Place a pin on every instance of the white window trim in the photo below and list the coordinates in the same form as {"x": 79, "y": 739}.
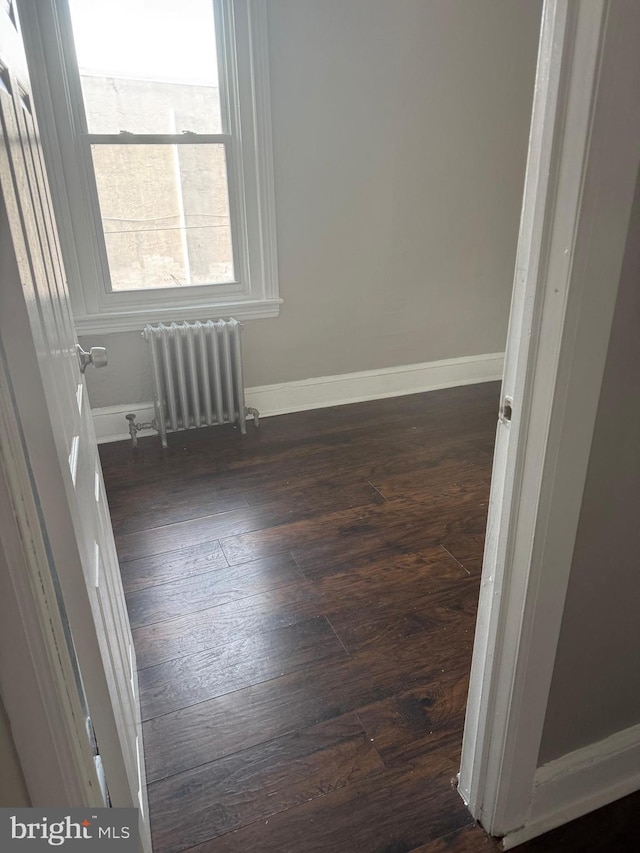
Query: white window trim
{"x": 242, "y": 41}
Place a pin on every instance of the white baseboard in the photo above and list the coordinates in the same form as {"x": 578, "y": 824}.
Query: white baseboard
{"x": 322, "y": 391}
{"x": 581, "y": 782}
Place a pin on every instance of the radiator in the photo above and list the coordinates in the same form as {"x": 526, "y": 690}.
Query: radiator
{"x": 197, "y": 377}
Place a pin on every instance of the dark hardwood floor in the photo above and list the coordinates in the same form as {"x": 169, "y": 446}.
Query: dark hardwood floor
{"x": 303, "y": 603}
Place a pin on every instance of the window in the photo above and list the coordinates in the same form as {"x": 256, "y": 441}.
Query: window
{"x": 160, "y": 124}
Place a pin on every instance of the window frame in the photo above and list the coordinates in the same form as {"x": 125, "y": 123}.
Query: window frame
{"x": 241, "y": 42}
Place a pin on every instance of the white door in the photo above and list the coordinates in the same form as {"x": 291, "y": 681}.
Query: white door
{"x": 87, "y": 565}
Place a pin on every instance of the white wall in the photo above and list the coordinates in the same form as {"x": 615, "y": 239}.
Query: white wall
{"x": 595, "y": 690}
{"x": 400, "y": 136}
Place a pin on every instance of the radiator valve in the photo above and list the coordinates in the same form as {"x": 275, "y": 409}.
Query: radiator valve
{"x": 135, "y": 428}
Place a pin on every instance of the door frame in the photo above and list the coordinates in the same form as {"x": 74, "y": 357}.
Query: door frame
{"x": 581, "y": 174}
{"x": 37, "y": 662}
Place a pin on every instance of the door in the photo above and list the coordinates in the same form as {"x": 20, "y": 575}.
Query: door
{"x": 43, "y": 359}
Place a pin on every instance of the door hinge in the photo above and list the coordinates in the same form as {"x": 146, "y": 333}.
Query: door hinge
{"x": 506, "y": 410}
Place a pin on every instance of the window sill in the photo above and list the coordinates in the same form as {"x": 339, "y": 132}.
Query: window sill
{"x": 135, "y": 321}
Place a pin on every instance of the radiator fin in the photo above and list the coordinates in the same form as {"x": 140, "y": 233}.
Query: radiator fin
{"x": 197, "y": 375}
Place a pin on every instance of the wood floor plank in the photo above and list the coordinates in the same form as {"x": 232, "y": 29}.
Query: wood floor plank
{"x": 413, "y": 723}
{"x": 468, "y": 551}
{"x": 259, "y": 782}
{"x": 181, "y": 502}
{"x": 392, "y": 809}
{"x": 294, "y": 608}
{"x": 404, "y": 524}
{"x": 213, "y": 627}
{"x": 170, "y": 537}
{"x": 188, "y": 595}
{"x": 175, "y": 565}
{"x": 237, "y": 664}
{"x": 293, "y": 702}
{"x": 435, "y": 615}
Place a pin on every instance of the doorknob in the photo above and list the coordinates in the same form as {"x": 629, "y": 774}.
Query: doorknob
{"x": 97, "y": 356}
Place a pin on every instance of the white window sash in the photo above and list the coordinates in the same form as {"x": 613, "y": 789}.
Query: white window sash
{"x": 241, "y": 36}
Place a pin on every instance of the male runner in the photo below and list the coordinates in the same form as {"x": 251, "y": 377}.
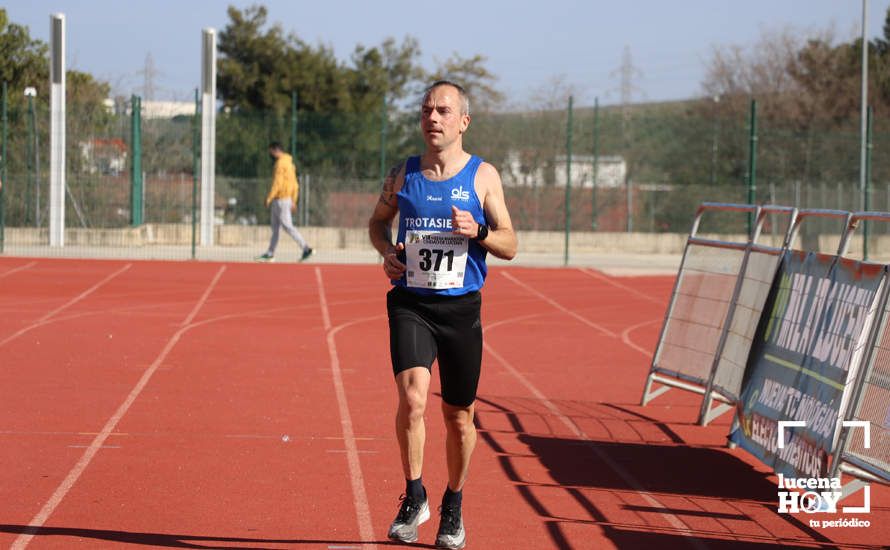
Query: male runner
{"x": 451, "y": 214}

§ §

YOUR OBJECTIVE: The lines needed are those from the one containing "Place a pin on every instance of the white window sash" through the end of the listing, given again word for word and without any picture.

EXPECTED OUTPUT:
Place a pin on every instance of the white window sash in the photo above and list the coordinates in the same form as {"x": 613, "y": 789}.
Query: white window sash
{"x": 241, "y": 36}
Place a pin on every instance of the male runner in the photo below and list the coordinates in the same form as {"x": 251, "y": 377}.
Query: male runner
{"x": 451, "y": 214}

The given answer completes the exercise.